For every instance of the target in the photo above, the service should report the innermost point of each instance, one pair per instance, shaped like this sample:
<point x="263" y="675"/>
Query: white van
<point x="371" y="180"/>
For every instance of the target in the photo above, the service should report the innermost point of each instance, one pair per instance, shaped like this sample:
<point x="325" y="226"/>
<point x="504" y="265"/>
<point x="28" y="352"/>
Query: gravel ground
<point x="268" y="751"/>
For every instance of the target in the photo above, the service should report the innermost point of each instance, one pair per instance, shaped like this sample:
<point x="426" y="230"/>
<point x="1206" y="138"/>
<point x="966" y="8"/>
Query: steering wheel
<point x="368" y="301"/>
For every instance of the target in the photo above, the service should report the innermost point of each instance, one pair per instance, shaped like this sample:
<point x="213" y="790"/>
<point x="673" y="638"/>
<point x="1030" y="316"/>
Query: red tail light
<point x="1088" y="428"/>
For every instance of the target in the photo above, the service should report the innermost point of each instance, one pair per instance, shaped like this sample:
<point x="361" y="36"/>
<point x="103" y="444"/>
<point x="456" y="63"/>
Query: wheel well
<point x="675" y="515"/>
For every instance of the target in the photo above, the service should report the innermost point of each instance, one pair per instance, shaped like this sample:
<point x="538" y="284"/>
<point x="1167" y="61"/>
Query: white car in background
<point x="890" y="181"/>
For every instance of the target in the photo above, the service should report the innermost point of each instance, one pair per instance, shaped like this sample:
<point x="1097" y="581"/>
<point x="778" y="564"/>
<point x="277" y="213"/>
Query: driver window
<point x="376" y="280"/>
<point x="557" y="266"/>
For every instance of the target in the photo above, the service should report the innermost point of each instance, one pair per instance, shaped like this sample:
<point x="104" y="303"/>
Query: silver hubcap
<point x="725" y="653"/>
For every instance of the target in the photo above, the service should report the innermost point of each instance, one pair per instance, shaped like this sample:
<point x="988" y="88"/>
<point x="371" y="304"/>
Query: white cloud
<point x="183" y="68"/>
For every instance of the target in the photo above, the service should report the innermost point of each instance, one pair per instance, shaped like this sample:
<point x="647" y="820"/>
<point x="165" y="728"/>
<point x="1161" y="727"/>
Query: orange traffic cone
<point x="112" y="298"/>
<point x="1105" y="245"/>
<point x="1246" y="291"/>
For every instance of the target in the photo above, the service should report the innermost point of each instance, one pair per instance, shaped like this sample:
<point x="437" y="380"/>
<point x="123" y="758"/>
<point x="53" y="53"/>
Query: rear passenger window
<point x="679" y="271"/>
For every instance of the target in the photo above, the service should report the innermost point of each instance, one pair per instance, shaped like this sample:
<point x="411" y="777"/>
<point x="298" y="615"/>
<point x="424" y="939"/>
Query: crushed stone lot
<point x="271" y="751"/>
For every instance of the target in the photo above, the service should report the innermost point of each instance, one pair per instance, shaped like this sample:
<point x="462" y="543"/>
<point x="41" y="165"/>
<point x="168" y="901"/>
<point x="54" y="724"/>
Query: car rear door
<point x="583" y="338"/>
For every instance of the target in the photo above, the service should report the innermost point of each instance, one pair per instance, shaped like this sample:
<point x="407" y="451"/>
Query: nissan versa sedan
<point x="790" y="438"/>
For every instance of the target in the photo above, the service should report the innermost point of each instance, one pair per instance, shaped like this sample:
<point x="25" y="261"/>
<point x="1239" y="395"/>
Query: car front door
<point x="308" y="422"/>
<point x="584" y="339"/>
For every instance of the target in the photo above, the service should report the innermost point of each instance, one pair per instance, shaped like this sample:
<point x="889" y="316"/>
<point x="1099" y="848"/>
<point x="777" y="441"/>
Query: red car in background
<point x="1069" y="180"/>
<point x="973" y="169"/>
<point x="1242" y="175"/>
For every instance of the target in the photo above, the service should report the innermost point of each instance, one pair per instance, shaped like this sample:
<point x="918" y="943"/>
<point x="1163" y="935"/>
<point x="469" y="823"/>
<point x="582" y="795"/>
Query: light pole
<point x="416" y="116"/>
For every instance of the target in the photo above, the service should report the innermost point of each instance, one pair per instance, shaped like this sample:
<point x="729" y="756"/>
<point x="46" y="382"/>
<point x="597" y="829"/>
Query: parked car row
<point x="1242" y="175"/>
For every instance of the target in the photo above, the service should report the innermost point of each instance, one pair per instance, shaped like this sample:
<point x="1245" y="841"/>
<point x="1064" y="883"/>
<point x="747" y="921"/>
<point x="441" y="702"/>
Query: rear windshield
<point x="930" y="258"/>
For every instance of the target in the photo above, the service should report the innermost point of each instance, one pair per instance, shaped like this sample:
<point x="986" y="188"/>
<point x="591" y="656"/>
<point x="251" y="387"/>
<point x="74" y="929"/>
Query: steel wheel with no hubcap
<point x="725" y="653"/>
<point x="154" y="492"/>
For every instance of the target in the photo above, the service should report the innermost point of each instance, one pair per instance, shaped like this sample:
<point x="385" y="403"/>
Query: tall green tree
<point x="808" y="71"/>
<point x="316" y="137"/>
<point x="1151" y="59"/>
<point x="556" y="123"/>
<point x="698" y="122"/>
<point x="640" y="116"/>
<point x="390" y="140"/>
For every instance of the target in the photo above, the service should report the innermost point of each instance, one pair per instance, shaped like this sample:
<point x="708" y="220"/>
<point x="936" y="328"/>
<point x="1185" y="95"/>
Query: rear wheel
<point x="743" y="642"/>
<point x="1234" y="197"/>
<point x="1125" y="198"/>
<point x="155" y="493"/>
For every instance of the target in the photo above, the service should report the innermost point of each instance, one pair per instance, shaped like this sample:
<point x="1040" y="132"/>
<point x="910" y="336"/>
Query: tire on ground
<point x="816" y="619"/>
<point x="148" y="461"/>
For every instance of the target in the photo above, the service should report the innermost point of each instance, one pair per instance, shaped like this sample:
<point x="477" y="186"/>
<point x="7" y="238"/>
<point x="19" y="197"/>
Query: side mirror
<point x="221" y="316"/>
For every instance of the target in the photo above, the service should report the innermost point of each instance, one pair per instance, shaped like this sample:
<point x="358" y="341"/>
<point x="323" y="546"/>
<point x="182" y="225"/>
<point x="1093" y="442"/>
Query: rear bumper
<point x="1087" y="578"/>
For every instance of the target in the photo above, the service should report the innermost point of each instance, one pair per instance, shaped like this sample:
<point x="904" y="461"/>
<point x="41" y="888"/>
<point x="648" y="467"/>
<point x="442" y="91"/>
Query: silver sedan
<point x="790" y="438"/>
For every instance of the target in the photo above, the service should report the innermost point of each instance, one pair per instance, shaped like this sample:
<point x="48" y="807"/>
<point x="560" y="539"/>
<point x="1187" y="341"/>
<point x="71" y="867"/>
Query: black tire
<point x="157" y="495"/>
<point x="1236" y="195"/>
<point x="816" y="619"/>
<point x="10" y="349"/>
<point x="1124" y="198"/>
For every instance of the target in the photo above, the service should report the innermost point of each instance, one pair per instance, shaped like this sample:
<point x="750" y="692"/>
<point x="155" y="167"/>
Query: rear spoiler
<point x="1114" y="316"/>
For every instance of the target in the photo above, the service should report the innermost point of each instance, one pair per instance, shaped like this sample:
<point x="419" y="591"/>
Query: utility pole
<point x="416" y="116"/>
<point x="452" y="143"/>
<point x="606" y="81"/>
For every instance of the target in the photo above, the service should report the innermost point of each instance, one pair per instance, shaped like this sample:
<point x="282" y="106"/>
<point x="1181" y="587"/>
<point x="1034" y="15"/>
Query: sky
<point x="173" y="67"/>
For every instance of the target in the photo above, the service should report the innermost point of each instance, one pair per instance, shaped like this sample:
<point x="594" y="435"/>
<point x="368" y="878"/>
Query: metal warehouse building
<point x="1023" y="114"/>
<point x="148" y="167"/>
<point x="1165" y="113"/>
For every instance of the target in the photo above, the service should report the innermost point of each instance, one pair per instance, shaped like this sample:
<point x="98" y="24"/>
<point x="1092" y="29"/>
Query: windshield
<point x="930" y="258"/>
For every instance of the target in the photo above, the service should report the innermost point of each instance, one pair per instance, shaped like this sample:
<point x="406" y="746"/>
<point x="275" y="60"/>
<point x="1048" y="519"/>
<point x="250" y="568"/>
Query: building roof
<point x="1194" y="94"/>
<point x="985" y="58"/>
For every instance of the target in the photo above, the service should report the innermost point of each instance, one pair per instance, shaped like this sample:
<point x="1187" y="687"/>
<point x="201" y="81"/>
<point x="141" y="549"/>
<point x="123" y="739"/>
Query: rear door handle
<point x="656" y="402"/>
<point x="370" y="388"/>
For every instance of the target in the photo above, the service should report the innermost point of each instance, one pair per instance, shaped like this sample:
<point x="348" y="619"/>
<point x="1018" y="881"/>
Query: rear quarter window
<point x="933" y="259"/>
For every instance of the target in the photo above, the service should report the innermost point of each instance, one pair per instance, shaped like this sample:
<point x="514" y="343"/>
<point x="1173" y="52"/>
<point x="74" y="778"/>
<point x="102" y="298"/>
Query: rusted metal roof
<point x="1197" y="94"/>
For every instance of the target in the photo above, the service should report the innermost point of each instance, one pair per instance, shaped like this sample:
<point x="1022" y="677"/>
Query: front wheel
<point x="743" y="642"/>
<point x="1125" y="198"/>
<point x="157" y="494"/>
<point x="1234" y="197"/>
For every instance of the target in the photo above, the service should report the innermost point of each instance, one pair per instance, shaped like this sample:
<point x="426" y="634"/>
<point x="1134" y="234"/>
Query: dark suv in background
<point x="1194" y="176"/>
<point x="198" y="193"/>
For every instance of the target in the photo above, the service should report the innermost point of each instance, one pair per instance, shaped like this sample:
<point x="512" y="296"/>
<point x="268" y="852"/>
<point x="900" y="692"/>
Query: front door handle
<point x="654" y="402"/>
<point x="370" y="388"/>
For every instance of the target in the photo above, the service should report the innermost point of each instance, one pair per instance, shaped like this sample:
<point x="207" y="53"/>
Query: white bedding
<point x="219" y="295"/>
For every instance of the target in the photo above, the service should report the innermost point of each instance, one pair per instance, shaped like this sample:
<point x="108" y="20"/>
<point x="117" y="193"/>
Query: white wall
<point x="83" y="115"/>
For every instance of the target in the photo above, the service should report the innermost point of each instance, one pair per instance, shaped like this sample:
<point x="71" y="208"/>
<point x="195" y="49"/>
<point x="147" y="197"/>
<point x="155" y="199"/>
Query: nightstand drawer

WHAT THE TASK REQUIRES — Return every line of the rows above that contains the string "pole". Case counts.

COMPLETED TASK —
Query: light pole
Query: utility pole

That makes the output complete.